**Supplied passage**
=== Begin Enclosure ===

Secret To Telling Identical Triplets Apart ?

Amanda and Chad Doss welcomed home their daughters, Avery, Bentley and Cassidy, and the couple is following one simple mantra for dealing with three identical babies: “Keep calm, they’re only triplets.”

One thing that’s easing life with their rare set of naturally occurring identical triplets is a pink Sharpie marker.

The girls, who are 12 weeks old now, have tiny differences that enable their parents to just barely tell them apart.

One of Bentley’s eyelids has a red mark, and Cassidy has a prominent vein on her nose, though it is starting to fade. The infants are changing almost daily, though, so after bath time the Dosses reach for the marker.

“We keep their initials with Sharpie on the bottom of their feet just in case they wake up one morning and those (facial) marks are gone,” Amanda said last week.

The triplets, born about two months early on Dec. 30, thrived in the hospital and went home on Jan. 29, still about a month before Amanda’s due date. “It was a little nerve-wracking but very exciting at the same time,” says Amanda.

By all accounts, the Franklin, Ind., couple is adjusting to their new life since the girls joined the family, which also includes Chad’s kids from a previous marriage, Caleb, 12, and Kaitlyn, 9. After he and Amanda married in 2011, he decided to get his vasectomy reversed in order to expand his family “just a little bit.” The naturally occurring triplets were a welcome surprise.

The Dosses have become a family of seven in a three-bedroom home, each baby in her own crib in the master bedroom. The couple has settled into a routine, sharing the parenting and household duties, with regular help from relatives.

=== End Enclosure ===

**Try it**
Name every child in the Doss family mentioned in the triplets article.

(Natural-language object grounding data)
=== Begin Enclosure ===

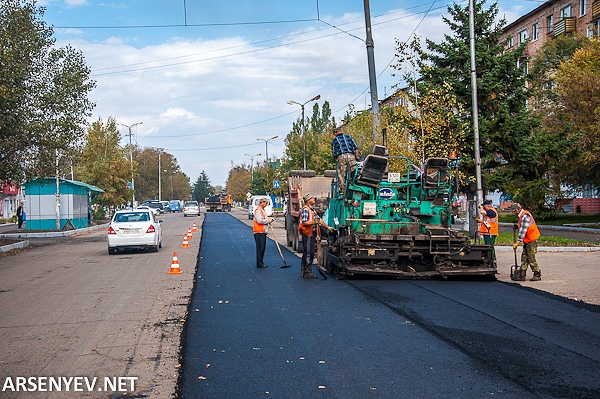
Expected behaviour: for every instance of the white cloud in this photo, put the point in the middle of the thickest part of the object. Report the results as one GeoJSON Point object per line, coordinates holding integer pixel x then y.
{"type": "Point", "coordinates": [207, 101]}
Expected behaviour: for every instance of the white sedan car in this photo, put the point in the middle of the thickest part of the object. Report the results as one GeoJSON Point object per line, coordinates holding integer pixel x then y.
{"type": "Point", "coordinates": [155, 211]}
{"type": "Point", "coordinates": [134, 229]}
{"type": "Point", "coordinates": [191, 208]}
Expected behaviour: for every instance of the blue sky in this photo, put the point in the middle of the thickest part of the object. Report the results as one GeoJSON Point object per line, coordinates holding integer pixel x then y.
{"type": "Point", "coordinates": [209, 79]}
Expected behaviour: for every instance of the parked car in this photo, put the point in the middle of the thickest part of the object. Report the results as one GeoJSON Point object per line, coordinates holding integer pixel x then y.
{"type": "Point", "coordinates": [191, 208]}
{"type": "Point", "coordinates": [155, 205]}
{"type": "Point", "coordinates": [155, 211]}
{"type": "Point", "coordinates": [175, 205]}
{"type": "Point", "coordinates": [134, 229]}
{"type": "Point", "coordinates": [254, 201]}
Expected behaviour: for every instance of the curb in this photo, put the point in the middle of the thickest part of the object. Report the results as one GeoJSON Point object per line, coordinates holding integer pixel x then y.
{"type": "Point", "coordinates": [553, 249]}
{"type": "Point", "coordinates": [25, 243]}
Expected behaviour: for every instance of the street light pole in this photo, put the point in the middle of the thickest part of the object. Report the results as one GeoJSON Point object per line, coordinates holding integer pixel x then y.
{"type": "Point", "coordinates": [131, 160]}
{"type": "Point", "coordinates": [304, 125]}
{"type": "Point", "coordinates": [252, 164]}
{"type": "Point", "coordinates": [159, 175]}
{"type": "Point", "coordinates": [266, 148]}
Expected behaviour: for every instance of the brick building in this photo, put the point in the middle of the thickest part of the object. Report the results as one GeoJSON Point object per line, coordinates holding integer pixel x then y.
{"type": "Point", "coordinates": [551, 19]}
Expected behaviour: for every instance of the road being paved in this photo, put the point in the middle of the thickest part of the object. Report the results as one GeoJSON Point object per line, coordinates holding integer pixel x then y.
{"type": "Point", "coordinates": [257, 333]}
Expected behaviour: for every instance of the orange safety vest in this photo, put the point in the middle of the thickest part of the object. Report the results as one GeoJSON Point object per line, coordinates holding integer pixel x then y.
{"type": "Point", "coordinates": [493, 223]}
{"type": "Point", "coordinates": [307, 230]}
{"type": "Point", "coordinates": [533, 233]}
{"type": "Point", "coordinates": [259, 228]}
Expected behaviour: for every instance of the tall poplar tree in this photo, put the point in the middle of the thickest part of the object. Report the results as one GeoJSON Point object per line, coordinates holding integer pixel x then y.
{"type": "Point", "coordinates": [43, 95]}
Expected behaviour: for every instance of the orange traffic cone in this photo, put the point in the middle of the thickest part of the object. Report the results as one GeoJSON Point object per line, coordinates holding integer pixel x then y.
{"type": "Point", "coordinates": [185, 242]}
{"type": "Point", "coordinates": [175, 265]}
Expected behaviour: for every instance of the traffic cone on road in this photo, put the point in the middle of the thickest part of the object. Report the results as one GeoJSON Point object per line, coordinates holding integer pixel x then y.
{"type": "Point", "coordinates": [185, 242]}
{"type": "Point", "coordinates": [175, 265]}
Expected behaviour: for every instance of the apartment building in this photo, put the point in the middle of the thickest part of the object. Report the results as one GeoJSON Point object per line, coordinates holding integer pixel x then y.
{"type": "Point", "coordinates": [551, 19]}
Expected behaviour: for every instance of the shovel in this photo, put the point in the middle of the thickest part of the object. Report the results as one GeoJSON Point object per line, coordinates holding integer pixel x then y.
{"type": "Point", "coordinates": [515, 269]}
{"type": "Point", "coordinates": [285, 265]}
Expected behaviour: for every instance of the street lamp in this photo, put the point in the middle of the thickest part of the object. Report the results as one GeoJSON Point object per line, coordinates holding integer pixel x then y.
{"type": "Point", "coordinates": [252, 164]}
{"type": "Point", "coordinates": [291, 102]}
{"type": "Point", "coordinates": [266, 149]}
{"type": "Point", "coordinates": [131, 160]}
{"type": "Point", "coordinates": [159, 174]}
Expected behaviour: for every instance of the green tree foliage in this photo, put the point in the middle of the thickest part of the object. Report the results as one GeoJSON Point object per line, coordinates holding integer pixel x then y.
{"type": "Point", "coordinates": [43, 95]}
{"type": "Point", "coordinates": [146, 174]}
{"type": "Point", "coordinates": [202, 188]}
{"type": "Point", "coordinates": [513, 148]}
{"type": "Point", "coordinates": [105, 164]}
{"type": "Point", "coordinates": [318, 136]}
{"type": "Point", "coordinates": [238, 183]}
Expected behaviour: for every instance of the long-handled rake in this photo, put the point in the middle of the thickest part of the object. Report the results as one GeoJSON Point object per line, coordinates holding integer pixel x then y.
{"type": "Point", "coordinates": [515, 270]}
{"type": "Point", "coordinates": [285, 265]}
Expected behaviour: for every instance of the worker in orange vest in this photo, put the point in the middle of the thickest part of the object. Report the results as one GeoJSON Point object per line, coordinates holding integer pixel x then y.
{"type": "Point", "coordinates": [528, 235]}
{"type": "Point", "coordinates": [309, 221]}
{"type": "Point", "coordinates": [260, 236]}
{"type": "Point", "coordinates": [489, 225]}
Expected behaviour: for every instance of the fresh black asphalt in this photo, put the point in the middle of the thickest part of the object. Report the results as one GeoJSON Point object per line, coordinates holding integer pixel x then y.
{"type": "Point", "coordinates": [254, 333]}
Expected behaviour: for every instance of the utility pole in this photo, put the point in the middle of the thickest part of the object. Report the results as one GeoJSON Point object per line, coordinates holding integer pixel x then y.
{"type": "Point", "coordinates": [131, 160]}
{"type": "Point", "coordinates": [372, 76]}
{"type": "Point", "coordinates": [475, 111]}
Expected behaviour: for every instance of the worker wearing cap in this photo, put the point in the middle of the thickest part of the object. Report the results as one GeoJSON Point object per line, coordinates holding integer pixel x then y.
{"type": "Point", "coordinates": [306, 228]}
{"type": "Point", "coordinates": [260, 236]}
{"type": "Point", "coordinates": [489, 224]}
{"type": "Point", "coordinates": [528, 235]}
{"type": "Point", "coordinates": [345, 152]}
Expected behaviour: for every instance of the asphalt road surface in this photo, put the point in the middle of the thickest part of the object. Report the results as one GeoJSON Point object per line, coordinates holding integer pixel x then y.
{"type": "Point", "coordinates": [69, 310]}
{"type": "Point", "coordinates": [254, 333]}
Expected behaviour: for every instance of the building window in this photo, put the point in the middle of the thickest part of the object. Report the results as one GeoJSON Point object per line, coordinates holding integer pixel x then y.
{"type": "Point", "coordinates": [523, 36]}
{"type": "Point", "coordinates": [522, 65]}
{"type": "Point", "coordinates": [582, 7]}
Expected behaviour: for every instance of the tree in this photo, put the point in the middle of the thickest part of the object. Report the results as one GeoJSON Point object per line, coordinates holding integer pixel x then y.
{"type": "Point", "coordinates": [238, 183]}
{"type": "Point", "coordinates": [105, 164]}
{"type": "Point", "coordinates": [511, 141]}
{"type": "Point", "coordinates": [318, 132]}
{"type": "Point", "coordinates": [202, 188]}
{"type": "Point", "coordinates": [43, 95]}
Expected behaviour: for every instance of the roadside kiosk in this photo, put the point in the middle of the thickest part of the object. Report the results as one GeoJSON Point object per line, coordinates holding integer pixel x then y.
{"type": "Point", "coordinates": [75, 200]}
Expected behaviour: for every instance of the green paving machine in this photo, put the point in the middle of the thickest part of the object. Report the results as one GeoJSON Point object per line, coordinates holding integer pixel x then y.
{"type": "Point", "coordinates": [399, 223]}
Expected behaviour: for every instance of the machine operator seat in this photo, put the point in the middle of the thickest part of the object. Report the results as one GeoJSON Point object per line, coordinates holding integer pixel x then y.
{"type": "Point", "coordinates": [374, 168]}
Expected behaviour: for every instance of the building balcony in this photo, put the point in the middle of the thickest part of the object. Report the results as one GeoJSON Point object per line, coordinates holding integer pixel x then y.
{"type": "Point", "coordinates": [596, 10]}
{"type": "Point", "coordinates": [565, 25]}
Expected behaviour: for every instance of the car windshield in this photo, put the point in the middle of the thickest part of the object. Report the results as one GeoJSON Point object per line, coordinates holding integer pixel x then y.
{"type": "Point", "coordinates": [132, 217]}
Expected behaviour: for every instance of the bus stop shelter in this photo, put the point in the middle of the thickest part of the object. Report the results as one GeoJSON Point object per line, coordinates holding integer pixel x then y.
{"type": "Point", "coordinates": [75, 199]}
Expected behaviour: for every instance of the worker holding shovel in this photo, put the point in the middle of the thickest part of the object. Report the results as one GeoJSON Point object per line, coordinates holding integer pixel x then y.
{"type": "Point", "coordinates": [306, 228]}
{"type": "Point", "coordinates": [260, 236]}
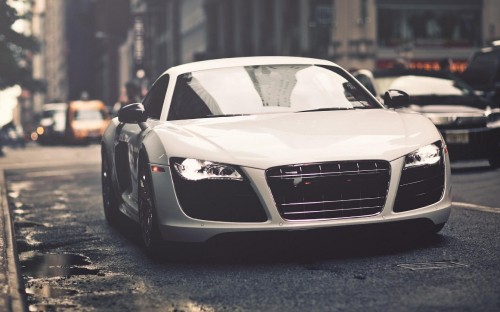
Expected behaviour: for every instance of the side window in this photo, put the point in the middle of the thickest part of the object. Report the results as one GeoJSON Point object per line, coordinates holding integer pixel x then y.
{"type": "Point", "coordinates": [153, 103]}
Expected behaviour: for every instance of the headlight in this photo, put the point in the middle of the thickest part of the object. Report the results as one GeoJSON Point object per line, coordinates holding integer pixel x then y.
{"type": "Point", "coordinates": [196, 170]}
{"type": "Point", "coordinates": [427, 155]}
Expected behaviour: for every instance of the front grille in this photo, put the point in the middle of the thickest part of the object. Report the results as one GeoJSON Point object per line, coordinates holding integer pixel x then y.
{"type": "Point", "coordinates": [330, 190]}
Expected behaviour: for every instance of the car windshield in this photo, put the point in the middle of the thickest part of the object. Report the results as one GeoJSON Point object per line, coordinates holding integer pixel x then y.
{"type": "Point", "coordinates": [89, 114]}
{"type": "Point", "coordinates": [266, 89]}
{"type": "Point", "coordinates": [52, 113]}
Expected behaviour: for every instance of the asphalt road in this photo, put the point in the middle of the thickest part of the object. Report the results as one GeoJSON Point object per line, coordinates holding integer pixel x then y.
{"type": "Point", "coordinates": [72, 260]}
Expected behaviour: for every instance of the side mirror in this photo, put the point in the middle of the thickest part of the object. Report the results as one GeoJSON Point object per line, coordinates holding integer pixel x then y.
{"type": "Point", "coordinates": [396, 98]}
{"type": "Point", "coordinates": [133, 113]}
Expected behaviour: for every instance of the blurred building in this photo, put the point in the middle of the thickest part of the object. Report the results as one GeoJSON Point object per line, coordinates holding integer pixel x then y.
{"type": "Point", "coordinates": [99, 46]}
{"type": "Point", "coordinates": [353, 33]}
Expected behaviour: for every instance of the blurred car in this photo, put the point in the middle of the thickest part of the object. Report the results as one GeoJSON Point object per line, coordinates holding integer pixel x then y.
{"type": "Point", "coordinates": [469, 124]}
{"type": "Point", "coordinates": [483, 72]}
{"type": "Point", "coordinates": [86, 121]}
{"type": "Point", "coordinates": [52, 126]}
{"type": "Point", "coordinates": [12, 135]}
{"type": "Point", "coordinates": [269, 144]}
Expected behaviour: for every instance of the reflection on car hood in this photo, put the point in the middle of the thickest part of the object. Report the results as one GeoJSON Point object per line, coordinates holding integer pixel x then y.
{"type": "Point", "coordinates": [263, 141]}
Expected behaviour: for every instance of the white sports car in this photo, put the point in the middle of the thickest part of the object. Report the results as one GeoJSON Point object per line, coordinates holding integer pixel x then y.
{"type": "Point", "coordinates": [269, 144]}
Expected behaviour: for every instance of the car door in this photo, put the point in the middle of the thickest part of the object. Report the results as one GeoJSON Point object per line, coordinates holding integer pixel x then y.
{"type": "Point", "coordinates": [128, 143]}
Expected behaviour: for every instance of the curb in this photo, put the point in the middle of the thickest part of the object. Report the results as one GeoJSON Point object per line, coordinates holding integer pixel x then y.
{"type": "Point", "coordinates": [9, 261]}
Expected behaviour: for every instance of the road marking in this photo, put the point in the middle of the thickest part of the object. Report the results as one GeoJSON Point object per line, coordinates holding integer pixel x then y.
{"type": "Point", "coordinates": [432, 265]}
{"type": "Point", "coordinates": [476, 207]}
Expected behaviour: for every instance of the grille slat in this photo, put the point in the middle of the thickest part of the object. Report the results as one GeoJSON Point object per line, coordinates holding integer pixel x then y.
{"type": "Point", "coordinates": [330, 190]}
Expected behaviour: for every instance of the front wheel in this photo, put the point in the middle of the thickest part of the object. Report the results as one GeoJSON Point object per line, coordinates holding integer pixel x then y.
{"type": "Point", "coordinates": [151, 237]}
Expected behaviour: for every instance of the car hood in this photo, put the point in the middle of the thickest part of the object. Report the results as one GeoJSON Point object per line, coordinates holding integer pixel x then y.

=== End Enclosure ===

**Reply**
Avery, Bentley, Cassidy, Caleb, Kaitlyn